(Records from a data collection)
#####
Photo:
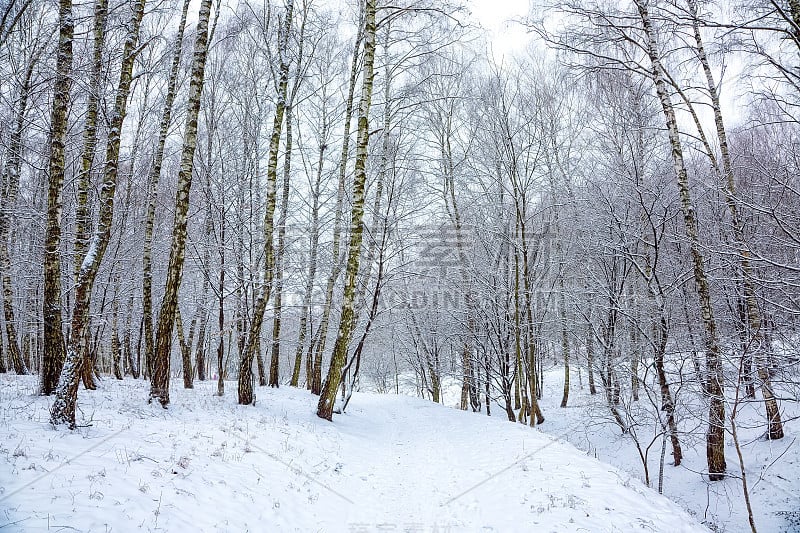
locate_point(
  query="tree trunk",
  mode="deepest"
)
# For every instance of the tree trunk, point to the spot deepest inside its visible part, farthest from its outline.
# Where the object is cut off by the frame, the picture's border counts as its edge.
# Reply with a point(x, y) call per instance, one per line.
point(153, 179)
point(159, 384)
point(312, 260)
point(774, 424)
point(245, 388)
point(328, 394)
point(54, 352)
point(10, 188)
point(63, 409)
point(116, 350)
point(715, 437)
point(322, 333)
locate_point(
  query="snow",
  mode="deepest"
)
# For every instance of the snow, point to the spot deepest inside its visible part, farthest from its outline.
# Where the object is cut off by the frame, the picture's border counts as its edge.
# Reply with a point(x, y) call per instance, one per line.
point(392, 463)
point(772, 467)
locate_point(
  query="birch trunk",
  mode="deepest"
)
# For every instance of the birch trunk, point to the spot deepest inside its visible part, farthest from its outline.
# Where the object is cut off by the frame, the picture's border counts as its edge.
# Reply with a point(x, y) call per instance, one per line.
point(159, 384)
point(245, 388)
point(10, 190)
point(63, 409)
point(53, 349)
point(153, 179)
point(322, 333)
point(715, 437)
point(328, 393)
point(775, 426)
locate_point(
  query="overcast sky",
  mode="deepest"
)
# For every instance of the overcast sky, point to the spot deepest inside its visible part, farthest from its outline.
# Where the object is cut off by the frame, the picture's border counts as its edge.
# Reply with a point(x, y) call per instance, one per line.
point(495, 16)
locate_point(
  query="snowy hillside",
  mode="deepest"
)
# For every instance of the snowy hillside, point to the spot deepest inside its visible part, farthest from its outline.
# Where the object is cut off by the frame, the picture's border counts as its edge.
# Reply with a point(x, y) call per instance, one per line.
point(391, 464)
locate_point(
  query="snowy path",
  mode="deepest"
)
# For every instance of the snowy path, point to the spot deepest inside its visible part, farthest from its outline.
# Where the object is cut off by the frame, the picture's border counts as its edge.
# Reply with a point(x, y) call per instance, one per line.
point(390, 464)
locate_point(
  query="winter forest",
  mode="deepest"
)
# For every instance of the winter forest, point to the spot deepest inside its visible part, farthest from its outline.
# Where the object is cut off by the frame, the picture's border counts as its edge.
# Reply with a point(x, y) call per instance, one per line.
point(271, 235)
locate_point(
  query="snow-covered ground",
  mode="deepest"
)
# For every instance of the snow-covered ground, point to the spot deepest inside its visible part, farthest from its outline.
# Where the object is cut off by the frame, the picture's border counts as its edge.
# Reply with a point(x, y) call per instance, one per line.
point(392, 463)
point(772, 468)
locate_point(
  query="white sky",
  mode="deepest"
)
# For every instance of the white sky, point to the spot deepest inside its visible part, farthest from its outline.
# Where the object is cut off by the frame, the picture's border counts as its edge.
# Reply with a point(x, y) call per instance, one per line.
point(496, 16)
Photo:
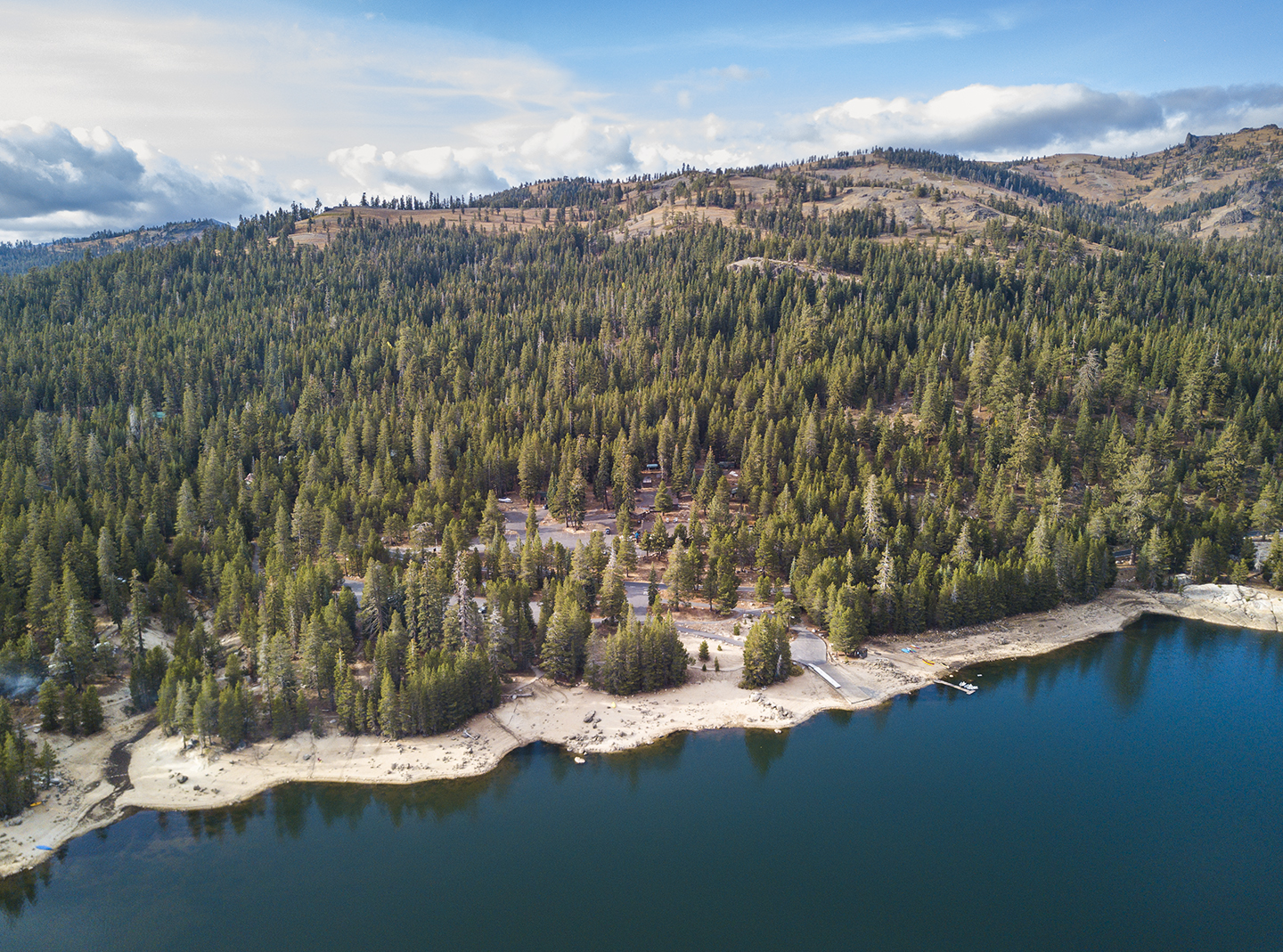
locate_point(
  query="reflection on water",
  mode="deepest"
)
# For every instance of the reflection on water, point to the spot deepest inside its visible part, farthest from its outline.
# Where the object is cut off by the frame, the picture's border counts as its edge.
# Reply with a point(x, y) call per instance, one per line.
point(652, 815)
point(764, 747)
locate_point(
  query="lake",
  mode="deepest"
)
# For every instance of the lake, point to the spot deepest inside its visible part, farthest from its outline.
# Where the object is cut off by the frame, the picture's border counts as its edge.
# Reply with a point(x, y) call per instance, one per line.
point(1124, 793)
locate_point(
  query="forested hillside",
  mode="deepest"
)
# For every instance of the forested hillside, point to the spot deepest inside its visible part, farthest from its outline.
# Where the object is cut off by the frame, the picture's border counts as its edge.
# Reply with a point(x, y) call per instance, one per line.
point(888, 436)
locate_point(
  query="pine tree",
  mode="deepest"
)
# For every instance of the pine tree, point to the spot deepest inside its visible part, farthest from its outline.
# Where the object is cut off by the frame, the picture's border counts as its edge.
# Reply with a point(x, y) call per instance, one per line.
point(91, 711)
point(559, 658)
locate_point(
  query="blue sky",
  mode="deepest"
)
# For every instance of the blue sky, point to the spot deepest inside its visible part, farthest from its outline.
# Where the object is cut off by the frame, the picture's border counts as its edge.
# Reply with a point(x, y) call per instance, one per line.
point(116, 114)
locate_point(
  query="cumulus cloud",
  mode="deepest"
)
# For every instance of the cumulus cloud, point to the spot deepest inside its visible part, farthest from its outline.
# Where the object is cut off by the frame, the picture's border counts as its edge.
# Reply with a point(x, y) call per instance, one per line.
point(54, 180)
point(996, 122)
point(579, 145)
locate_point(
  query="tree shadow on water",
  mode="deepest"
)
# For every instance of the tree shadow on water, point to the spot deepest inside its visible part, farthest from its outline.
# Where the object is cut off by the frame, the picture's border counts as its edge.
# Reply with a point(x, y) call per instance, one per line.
point(764, 747)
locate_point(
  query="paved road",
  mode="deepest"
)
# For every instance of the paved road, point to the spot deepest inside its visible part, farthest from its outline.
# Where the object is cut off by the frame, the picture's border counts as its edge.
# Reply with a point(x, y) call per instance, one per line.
point(808, 648)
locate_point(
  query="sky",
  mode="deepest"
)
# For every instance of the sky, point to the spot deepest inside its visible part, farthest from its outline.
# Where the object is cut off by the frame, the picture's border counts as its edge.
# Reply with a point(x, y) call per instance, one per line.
point(116, 114)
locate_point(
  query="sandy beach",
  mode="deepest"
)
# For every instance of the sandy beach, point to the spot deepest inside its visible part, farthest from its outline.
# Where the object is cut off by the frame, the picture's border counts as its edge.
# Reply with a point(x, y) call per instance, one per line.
point(131, 765)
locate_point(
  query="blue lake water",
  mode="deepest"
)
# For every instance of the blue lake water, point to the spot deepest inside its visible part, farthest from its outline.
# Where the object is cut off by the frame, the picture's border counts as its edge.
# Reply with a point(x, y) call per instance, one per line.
point(1122, 794)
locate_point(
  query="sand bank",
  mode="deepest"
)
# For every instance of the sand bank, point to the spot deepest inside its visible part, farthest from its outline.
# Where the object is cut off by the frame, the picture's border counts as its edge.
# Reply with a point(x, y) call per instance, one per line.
point(133, 766)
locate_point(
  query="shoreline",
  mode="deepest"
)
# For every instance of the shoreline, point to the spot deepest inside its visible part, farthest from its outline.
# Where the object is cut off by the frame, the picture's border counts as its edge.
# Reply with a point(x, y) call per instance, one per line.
point(102, 786)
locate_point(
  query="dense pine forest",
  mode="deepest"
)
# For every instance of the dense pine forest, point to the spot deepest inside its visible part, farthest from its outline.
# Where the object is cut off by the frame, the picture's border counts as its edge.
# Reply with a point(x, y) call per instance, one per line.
point(206, 439)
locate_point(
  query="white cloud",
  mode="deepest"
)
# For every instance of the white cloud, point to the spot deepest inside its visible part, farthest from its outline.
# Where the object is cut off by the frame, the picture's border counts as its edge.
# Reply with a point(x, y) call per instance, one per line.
point(579, 144)
point(982, 121)
point(251, 112)
point(54, 181)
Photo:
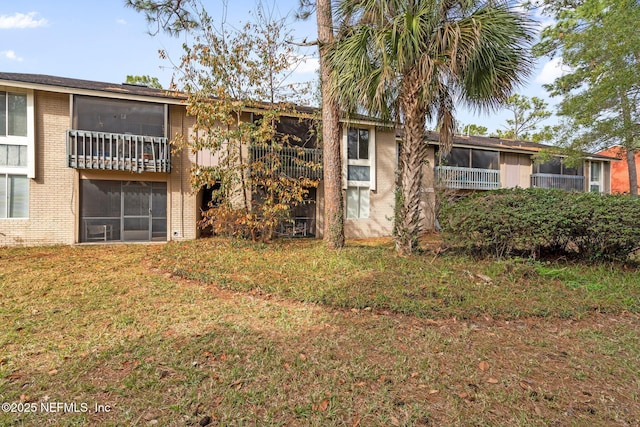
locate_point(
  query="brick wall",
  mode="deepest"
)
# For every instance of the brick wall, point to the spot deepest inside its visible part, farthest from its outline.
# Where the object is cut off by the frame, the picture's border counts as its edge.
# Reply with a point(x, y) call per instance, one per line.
point(53, 192)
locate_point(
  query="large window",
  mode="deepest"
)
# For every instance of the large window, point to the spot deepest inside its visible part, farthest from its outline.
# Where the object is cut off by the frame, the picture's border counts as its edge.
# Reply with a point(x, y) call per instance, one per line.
point(358, 159)
point(471, 158)
point(16, 151)
point(360, 171)
point(13, 114)
point(357, 202)
point(123, 210)
point(118, 116)
point(596, 177)
point(14, 196)
point(556, 166)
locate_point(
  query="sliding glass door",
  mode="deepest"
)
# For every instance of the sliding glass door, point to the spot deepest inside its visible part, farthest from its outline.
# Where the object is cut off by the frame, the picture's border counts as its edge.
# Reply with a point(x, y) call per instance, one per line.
point(123, 211)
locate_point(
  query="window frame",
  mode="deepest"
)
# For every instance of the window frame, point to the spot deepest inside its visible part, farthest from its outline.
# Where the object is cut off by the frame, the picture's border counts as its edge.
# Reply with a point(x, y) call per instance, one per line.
point(5, 207)
point(370, 162)
point(600, 179)
point(27, 141)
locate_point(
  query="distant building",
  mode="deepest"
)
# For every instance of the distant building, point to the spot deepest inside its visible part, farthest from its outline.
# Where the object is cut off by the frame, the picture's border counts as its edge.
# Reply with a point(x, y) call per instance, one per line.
point(620, 170)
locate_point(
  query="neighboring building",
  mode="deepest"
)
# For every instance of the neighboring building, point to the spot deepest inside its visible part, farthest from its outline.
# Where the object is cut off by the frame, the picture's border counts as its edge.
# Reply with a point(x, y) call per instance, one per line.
point(84, 161)
point(620, 169)
point(478, 163)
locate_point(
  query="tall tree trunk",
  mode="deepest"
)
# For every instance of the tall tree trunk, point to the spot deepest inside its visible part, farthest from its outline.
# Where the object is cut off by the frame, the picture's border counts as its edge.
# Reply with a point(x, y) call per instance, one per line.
point(628, 124)
point(332, 161)
point(412, 158)
point(633, 171)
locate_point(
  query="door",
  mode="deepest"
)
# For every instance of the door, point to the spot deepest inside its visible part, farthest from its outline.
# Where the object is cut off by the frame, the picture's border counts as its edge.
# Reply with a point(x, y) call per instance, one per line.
point(136, 211)
point(123, 211)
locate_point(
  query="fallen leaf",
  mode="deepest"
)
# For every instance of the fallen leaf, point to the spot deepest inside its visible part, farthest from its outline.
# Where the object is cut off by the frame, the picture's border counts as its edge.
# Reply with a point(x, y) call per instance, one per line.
point(484, 278)
point(322, 406)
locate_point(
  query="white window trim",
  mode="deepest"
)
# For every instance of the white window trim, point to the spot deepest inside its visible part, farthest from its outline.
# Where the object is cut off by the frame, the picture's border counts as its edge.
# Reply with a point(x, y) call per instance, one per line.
#####
How many lines in the data above contain the word "pine"? Reply with only that figure.

4